- **Provided passage**
------------------------------------------------

# Going to walmart, need tips on what fish to get: reply now as I'm leaving in 30 min



## Guest (Jun 24, 2006)

A few weeks ago while I was out of town I went to the walmart and saw a crown tail betta that had pop eye so I felt sorry for it and bought it and was going to bring it home so I could treat it but it died on the way back. So I called the manager of that walmart and he said that I could go to any walmart and get another fish as long as I have the reciept. So I'm going to walmart in about 30 min and I need ideas of what kind of fish to get if they don't have a betta. So what fish would you recommend me to get?


----------



## book_em_danio (Jun 12, 2006)

Most Wal-Marts have horrible fish in horrible conditions. I know of one Wal-Mart, out of five in a 50 mile radius, that has acceptable conditions. The person running the department also was manager at a local fish store until they went under. I believe few Wal-Marts are run this well.

------------------------------------------------

Point localization data
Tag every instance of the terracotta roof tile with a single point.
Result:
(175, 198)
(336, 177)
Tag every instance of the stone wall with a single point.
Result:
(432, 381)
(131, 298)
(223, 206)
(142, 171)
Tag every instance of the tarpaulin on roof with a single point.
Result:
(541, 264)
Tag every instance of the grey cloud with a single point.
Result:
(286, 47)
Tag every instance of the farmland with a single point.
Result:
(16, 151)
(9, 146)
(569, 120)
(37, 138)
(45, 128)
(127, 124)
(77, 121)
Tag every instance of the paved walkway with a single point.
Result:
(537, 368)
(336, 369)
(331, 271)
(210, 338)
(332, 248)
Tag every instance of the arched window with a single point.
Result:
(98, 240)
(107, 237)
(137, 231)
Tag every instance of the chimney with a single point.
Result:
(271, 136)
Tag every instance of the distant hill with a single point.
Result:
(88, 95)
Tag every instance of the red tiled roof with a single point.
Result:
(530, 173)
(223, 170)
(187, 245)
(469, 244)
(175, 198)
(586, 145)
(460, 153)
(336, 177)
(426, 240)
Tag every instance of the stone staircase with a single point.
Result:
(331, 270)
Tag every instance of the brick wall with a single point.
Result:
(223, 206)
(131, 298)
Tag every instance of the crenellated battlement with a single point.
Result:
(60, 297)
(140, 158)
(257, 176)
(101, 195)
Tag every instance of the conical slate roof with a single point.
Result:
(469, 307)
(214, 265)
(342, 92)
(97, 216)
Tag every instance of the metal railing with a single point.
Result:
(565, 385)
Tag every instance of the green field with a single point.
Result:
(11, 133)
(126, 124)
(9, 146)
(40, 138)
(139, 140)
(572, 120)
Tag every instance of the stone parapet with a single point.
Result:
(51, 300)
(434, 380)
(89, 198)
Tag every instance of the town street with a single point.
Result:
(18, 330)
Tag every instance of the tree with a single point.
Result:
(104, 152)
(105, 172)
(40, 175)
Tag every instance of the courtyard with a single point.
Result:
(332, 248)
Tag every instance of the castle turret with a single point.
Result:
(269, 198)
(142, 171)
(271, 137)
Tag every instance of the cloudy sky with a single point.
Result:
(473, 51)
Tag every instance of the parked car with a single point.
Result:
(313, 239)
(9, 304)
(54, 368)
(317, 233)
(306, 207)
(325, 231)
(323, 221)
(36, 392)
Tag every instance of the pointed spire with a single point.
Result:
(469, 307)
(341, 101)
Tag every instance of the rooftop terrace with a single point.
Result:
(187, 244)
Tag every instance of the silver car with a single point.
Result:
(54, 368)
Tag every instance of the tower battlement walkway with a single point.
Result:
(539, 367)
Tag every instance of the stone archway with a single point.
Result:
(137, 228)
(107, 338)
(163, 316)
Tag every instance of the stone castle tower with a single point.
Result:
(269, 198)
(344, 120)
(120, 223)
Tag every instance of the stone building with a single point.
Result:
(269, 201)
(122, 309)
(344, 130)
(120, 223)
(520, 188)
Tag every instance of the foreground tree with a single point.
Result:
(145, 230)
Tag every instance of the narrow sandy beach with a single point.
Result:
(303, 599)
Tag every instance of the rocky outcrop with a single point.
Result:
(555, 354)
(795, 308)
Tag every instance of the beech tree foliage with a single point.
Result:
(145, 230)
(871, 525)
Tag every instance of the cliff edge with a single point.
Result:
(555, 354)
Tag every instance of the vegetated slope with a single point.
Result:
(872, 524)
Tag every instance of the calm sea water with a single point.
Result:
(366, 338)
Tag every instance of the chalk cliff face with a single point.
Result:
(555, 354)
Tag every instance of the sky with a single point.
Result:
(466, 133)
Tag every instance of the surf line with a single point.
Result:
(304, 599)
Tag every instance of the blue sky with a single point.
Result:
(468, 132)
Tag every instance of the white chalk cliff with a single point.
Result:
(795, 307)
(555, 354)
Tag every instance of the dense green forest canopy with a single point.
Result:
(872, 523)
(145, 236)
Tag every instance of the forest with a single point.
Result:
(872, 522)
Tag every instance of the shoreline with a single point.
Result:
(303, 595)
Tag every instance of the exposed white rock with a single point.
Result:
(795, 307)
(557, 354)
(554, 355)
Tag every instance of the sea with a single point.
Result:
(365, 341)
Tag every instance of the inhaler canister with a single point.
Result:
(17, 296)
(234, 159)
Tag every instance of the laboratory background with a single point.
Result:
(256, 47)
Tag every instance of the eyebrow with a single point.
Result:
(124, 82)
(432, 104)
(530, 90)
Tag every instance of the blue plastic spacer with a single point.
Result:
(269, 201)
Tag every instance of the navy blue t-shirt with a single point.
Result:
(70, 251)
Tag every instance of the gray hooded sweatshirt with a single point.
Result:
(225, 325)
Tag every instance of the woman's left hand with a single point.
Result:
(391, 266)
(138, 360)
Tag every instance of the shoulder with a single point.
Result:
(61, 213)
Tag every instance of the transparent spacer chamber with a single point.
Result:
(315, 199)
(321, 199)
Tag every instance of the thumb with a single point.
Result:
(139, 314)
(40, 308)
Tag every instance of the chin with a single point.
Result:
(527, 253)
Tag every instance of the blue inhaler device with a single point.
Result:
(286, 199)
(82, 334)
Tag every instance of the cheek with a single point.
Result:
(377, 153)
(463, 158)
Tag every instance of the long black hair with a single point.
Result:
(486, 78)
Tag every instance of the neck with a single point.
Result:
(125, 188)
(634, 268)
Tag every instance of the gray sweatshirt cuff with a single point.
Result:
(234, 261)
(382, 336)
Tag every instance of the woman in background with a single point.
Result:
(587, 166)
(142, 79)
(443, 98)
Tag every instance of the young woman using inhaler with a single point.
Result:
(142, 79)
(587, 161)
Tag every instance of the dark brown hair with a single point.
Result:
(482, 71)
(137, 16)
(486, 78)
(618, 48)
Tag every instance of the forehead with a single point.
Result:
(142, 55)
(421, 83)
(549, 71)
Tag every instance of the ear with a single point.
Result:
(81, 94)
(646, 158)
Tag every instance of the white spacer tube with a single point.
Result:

------------------------------------------------

- **What the exercise asks**
Rewrite the Walmart fish thread from "# Going to walmart, need" to "recommend me to get?", substituting "guppy" for "betta" throughout that stretch.

- **Your solution**
# Going to walmart, need tips on what fish to get: reply now as I'm leaving in 30 min



## Guest (Jun 24, 2006)

A few weeks ago while I was out of town I went to the walmart and saw a crown tail guppy that had pop eye so I felt sorry for it and bought it and was going to bring it home so I could treat it but it died on the way back. So I called the manager of that walmart and he said that I could go to any walmart and get another fish as long as I have the reciept. So I'm going to walmart in about 30 min and I need ideas of what kind of fish to get if they don't have a guppy. So what fish would you recommend me to get?